Your task - Change each "segment" in the lines below to "outline" and leave everything else unchanged.

Dataset excerpt
◆ ◆ ◆

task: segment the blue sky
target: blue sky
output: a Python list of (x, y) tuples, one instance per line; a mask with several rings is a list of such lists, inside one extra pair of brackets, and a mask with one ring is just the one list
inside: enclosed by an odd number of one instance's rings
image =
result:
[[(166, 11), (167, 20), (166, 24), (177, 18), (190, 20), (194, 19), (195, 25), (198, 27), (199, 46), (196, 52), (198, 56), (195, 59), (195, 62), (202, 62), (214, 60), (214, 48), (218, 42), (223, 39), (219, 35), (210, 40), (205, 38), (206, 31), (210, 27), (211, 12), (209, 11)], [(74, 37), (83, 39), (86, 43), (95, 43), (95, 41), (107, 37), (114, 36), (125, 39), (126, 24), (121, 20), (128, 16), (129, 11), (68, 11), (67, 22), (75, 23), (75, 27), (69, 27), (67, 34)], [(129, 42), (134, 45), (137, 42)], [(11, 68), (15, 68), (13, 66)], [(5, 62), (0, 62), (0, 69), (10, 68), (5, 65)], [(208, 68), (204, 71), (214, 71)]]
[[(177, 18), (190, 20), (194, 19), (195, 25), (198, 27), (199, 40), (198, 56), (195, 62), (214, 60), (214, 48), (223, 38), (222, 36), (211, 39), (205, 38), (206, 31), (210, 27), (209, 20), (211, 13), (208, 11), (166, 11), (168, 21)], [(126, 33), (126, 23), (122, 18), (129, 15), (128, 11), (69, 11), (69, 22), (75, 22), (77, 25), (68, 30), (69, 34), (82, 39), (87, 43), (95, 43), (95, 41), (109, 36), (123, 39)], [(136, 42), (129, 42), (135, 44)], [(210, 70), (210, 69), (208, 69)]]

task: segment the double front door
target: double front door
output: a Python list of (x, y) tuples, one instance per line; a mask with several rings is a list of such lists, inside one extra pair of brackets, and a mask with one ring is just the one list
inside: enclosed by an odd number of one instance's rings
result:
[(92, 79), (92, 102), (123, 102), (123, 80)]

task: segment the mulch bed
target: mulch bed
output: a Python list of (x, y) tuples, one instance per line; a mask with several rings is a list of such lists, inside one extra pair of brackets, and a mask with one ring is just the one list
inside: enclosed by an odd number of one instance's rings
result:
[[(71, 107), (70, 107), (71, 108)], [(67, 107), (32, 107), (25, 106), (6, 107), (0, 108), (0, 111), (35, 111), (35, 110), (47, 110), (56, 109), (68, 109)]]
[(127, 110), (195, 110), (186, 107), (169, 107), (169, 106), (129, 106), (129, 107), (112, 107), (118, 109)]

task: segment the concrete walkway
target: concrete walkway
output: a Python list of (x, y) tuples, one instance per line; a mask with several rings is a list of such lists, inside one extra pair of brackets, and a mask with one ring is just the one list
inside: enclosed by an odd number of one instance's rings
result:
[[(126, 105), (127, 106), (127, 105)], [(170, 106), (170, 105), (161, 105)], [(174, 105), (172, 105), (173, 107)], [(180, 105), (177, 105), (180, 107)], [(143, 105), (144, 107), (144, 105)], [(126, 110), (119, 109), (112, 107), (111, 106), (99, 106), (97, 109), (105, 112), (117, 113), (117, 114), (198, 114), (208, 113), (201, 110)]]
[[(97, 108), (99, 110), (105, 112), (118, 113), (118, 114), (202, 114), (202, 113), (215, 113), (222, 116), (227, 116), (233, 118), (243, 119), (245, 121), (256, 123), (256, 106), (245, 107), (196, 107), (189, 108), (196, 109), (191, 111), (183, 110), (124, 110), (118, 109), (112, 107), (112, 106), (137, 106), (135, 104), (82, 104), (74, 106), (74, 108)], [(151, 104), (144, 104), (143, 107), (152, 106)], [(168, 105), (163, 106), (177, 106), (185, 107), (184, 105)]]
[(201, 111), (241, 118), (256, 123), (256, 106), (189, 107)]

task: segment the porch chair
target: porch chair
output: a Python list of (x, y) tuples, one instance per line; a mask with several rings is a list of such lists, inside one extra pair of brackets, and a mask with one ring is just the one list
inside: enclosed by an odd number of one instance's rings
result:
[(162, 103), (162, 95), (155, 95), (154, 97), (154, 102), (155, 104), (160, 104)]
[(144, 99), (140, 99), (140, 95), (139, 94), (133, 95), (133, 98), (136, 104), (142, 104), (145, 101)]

◆ ◆ ◆

Solution to the exercise -
task: outline the blue sky
target: blue sky
output: a Python list of (x, y) tuples, one instance per line; a mask with several rings is a list of such lists, inside one extra pair of brackets, and a mask with one ring is just the one list
inside: enclosed by an odd number of one instance's rings
image =
result:
[[(166, 11), (167, 20), (166, 24), (177, 18), (190, 20), (194, 19), (195, 25), (198, 27), (199, 46), (196, 52), (198, 56), (195, 59), (195, 62), (202, 62), (214, 60), (214, 48), (218, 42), (223, 39), (219, 35), (210, 40), (205, 38), (206, 31), (210, 27), (211, 12), (209, 11)], [(74, 37), (83, 39), (86, 43), (95, 43), (95, 41), (107, 37), (114, 36), (125, 39), (126, 24), (121, 20), (128, 16), (129, 11), (68, 11), (67, 22), (75, 23), (75, 27), (69, 27), (67, 34)], [(129, 42), (134, 45), (137, 42)], [(11, 68), (15, 68), (13, 66)], [(5, 62), (0, 62), (0, 69), (10, 68), (5, 65)], [(208, 68), (204, 71), (214, 71)]]
[[(177, 18), (190, 20), (194, 19), (195, 25), (198, 27), (199, 40), (198, 56), (195, 62), (214, 60), (214, 48), (223, 38), (222, 36), (211, 39), (205, 38), (206, 31), (210, 27), (209, 20), (211, 13), (208, 11), (166, 11), (168, 21)], [(126, 33), (126, 23), (122, 18), (129, 15), (128, 11), (69, 11), (69, 22), (75, 22), (77, 25), (68, 30), (69, 34), (82, 39), (87, 43), (95, 43), (95, 41), (109, 36), (123, 39)], [(136, 42), (129, 42), (135, 44)], [(210, 70), (210, 69), (208, 69)]]

task: outline the double front door
target: double front door
output: a Python list of (x, y) tuples, one instance per line; a mask with several rings is a list of such lists, inside one extra pair of brackets, and a mask with one ring is just the one list
inside: enclosed by an odd number of one instance's rings
result:
[(92, 79), (92, 102), (123, 102), (123, 80)]

task: outline the mulch bed
target: mulch bed
output: a Python list of (x, y) tuples, one instance per line; a mask with several rings is a list of such lists, inside one extra pair of brackets, and a mask with one ring is just the one list
inside: enclosed by an odd number of one instance's rings
result:
[[(71, 107), (70, 107), (71, 108)], [(67, 107), (32, 107), (25, 106), (6, 107), (0, 108), (0, 111), (35, 111), (35, 110), (47, 110), (56, 109), (68, 109)]]
[(127, 110), (195, 110), (186, 107), (169, 107), (169, 106), (129, 106), (129, 107), (112, 107), (118, 109)]

task: outline the concrete walkway
target: concrete walkway
output: a Python list of (x, y) tuples, one instance per line; a mask with several rings is a list of such lists, inside one extra pair of brackets, and a mask with one ring is just the one list
inside: enclosed by an odd number of one instance's rings
result:
[[(126, 105), (127, 106), (127, 105)], [(170, 106), (170, 105), (161, 105)], [(174, 105), (172, 105), (173, 107)], [(180, 105), (177, 105), (180, 107)], [(143, 105), (144, 107), (144, 105)], [(126, 110), (119, 109), (112, 107), (111, 106), (99, 106), (97, 109), (105, 112), (117, 113), (117, 114), (198, 114), (208, 113), (201, 110)]]
[[(97, 108), (99, 110), (105, 112), (118, 113), (118, 114), (202, 114), (202, 113), (215, 113), (222, 116), (227, 116), (233, 118), (243, 119), (245, 121), (256, 123), (256, 106), (245, 107), (196, 107), (189, 108), (196, 109), (191, 111), (183, 110), (124, 110), (118, 109), (112, 107), (112, 106), (137, 106), (135, 104), (82, 104), (74, 106), (74, 108)], [(151, 104), (144, 104), (143, 107), (152, 106)], [(168, 105), (163, 106), (177, 106), (185, 107), (184, 105)]]
[(201, 111), (241, 118), (256, 123), (256, 106), (189, 107)]

task: outline the porch chair
target: porch chair
output: a Python list of (x, y) tuples, one instance per line; a mask with several rings is a list of such lists, inside one extra pair of brackets, and a mask with one ring is just the one list
inside: enclosed by an odd number of one instance's rings
result:
[(162, 103), (162, 95), (155, 95), (154, 97), (154, 102), (155, 104), (160, 104)]
[(144, 99), (140, 99), (140, 95), (139, 94), (133, 95), (133, 98), (136, 104), (142, 104), (145, 101)]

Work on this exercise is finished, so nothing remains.